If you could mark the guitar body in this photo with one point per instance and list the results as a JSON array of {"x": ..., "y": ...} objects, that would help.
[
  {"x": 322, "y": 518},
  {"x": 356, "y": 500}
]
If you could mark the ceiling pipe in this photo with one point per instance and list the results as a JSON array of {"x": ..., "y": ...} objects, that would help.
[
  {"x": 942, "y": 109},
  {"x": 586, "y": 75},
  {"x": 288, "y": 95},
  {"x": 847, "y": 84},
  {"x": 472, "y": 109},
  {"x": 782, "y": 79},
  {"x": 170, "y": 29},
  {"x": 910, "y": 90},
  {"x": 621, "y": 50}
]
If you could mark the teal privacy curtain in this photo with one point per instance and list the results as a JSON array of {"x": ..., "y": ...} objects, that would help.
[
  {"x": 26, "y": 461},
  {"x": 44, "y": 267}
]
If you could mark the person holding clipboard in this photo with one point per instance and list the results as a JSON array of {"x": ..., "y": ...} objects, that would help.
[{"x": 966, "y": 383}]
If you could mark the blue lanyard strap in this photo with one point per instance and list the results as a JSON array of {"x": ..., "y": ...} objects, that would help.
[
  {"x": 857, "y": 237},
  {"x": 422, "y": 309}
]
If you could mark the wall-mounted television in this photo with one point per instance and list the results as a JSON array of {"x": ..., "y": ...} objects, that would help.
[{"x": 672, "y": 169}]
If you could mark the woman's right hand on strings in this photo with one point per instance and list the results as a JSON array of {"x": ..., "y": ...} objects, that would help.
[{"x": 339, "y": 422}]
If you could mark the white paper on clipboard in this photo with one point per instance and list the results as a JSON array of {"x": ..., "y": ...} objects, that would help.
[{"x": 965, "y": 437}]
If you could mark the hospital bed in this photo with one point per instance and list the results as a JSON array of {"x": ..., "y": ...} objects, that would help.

Exercise brief →
From the line that contains "If you could mark the woman's" through the last line of the listing, every line is to be restated word for word, both ends included.

Task response →
If you could mark the woman's right hand on strings in this photo with one point per instance and list the results as a JSON array of {"x": ..., "y": ...} objects, that would help.
[{"x": 339, "y": 422}]
If you could mark the white paper on clipboard in this photo with one point per instance and list the results as a JSON array of {"x": ..., "y": ...} objects, that would help.
[{"x": 965, "y": 437}]
If you could mark the hospital bed in this photo with one point per instance and list the results as a JSON array of {"x": ..., "y": ...} objects, that would help.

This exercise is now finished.